Practical Panama guides
Panama Passage
Panama Passage is the practical guide to traveling, moving, living, banking, and doing business in Panama.
Why Panama matters
A gateway, a base, and a practical crossroads
Panama sits at one of the most important crossings in the Americas. The 80 km canal connects the Atlantic and Pacific. Tocumen International Airport (PTY) handles 12 million passengers a year across 360 daily flights to 92 cities in 42 countries, making it the primary air hub between North and South America. The Pan-American Highway enters from Costa Rica and ends at Yaviza, where a 106 km roadless gap called the Darién forces every overlander to stop and ship their vehicle by sea.
The country uses the US dollar as legal tender. There is no currency conversion, no exchange risk, and ATMs dispense USD. Panama ranked #1 globally in the InterNations Expat Insider survey for both 2024 and 2025. It is hurricane-free, gets roughly 12 hours of daylight year-round, and holds a BBB investment grade credit rating with 5–6% annual GDP growth.
For some readers, Panama is a transit problem: how to cross borders, move a vehicle, get connected, and keep going. For others, it is a longer-term question about daily life, banking, business setup, healthcare, neighborhoods, or a possible move. Panama Passage is built to handle both.
Overlanding
Routes, vehicle logistics, the Darién Gap, Panama City staging, and traveler field notes.
Travel Logistics
Airports, transport, borders, connectivity, payments, insurance, and onward travel setup.
Living
Cities, neighborhoods, daily life, cost questions, healthcare, renting, and longer stays.
Business
Company setup, commercial basics, operations, trade, hiring, and business banking links.
Banking
Accounts, cards, transfers, fintech alternatives, compliance, and practical money setup.
Guestbook
Traveler notes, route updates, border observations, and reader field reports as the site rebuilds.
Who this is for
Travelers, movers, operators, and people doing the homework
Overlanders driving the Pan-American Highway hit a hard stop at Yaviza, where the road ends and the Darién Gap begins. Shipping a vehicle from Panama to Colombia by RORO runs roughly $1,970 and up; a shared container starts around $1,150. The overlanding guide covers the full route from Paso Canoas through Panama City staging, border paperwork, and the shipping process.
Travelers arriving by air land at Tocumen (PTY), where Copa Airlines runs 88 destinations as a Star Alliance member. Visa-free entry lasts 180 days for most nationalities. The travel logistics guide covers airports, domestic transport, the two Costa Rica land borders, onward connections to Colombia, SIM cards, and first-day setup.
People considering a move or extended stay face a different set of questions: which neighborhood, what budget, how healthcare works, whether to open a local bank account, and how immigration status affects each of those decisions. The living guide compares Panama City, Boquete, Coronado, Bocas del Toro, David, and El Valle de Antón with specific rent ranges and monthly budgets. The banking guide covers account opening at Banistmo, Banco General, and other banks, plus Wise, FATCA, and transfer costs. The business guide walks through S.A. and S.R.L. formation, the territorial tax system, restricted professions, and the SEM multinational program.
Panama Passage is built for people who need Panama information that works on the ground, not promotional summaries. The six main pillars overlap by design: shipping a vehicle is both overlanding and logistics, opening a bank account is both banking and a living decision, and company formation connects to banking, immigration, and taxes together.

#### The task
From the Panama Passage page, pull out the passage word for word, starting at the words "People considering a" and ending after "SEM multinational program.". Draw only on the Panama Passage page.

#### Data extract
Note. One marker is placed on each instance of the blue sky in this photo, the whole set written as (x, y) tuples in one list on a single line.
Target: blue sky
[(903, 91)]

#### Answer to this exercise
People considering a move or extended stay face a different set of questions: which neighborhood, what budget, how healthcare works, whether to open a local bank account, and how immigration status affects each of those decisions. The living guide compares Panama City, Boquete, Coronado, Bocas del Toro, David, and El Valle de Antón with specific rent ranges and monthly budgets. The banking guide covers account opening at Banistmo, Banco General, and other banks, plus Wise, FATCA, and transfer costs. The business guide walks through S.A. and S.R.L. formation, the territorial tax system, restricted professions, and the SEM multinational program.